§ **Extracted text**:
"""

California homeless bill of rights proposed
January 5, 2013
A California lawmaker is pushing to add another category to the list of those protected from discrimination: homelessness. [SacramentoBee]
The legislation titled the “Homeless Bill of Rights” by Democratic Assemblyman Tom Ammiano of San Francisco is meant to keep communities from rousting people who have nowhere to else to go.
The measure is sure to be controversial in San Luis Obispo, which has battled for the legal right to have the police rouse and harass the homeless who sleep in their vehicles, sit on benches, panhandle and walk the streets.
Assembly Bill 5 would give legal protection to people engaging in life-sustaining activities on public property. The bill specifically mentions sleeping, congregating, panhandling, urinating and “collecting and possessing goods for recycling, even if those goods contain alcoholic residue.”
Ammiano measure also would give homeless residents the right to sleep in cars that are legally parked, to receive funds through public welfare programs, to receive legal counsel when cited – even for infractions – and to possess personal property on public lands.
San Luis Obispo officials would be prohibited from attempting to force homeless residents into parking and shelter programs run by Community Action Partnership of San Luis Obispo County, as they have been doing.
Paul Boden, a spokesperson for one of the bill’s sponsors, says that existing laws to sweep the homeless from public view are similar to Jim Crow laws of decades ago in the segregated South, and to “anti-Okie” laws of the 1930s that prohibited bringing extremely poor people into California.
One opponent of the bill, former Sacramento County Sheriff John McGinness, now a Sacramento radio host, said government exists partly to maintain sanitation, discourage the spread of disease, and ensure public safety.
“Do you want to see people living like that?” McGinness said. “I don’t.”

"""

§ **How to complete this task**: Transcribe the passage of the homeless bill of rights article that opens with the words containing "California homeless bill" and closes with "else to go.".

§ **Recorded data**:
"""

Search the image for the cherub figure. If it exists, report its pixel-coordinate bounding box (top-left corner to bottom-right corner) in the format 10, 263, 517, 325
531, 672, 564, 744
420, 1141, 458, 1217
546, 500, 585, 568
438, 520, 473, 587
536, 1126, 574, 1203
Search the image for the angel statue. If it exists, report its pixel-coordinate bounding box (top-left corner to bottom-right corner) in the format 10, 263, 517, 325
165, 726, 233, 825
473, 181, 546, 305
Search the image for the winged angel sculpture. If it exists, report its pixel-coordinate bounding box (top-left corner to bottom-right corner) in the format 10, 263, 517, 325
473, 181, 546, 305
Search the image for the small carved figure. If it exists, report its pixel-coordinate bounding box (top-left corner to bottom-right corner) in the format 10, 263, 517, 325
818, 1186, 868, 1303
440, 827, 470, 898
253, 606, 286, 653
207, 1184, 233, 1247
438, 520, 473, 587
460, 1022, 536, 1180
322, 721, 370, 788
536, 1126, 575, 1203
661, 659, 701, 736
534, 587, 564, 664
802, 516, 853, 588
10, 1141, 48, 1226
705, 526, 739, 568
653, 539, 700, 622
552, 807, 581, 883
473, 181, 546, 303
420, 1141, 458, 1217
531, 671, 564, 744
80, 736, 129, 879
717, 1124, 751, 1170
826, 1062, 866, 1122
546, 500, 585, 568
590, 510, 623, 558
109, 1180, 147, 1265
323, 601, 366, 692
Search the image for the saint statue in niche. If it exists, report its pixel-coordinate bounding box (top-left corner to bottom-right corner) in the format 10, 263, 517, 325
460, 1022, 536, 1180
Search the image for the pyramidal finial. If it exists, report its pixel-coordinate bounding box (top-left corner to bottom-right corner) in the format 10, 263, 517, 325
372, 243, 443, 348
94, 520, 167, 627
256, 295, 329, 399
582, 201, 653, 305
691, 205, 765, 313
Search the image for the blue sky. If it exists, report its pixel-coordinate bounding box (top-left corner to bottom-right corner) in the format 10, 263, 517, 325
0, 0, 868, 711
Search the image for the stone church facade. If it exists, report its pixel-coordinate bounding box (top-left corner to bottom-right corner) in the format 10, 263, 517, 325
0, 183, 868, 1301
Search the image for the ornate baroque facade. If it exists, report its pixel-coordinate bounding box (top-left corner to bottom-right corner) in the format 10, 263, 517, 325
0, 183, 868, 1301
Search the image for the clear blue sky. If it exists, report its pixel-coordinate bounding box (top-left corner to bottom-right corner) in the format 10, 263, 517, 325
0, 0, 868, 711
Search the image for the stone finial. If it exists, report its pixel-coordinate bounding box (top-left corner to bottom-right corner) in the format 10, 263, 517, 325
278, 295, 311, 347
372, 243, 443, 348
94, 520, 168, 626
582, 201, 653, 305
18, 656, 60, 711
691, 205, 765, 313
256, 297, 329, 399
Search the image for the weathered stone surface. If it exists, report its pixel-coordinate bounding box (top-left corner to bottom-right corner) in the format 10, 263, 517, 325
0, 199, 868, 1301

"""
"""

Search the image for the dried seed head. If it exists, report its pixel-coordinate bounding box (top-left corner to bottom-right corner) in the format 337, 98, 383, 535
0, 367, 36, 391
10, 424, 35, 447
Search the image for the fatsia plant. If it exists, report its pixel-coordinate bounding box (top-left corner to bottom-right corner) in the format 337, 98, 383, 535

"""
"""

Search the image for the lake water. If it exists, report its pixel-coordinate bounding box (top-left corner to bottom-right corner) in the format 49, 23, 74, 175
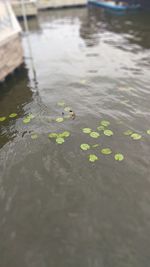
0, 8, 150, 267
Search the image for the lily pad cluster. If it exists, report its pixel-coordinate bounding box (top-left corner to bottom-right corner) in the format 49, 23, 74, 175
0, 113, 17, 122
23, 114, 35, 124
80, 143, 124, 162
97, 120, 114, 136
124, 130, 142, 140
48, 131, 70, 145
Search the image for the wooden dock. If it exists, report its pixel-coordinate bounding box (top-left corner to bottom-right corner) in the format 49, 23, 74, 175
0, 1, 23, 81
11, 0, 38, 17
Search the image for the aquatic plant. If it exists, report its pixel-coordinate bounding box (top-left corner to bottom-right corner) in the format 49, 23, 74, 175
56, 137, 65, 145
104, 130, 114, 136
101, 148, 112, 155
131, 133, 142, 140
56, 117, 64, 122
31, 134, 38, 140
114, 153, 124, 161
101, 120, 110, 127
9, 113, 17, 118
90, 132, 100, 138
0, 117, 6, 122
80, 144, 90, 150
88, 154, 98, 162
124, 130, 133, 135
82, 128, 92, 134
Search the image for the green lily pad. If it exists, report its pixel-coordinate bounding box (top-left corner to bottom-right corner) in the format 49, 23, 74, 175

"""

§ **Reply**:
California homeless bill of rights proposed
January 5, 2013
A California lawmaker is pushing to add another category to the list of those protected from discrimination: homelessness. [SacramentoBee]
The legislation titled the “Homeless Bill of Rights” by Democratic Assemblyman Tom Ammiano of San Francisco is meant to keep communities from rousting people who have nowhere to else to go.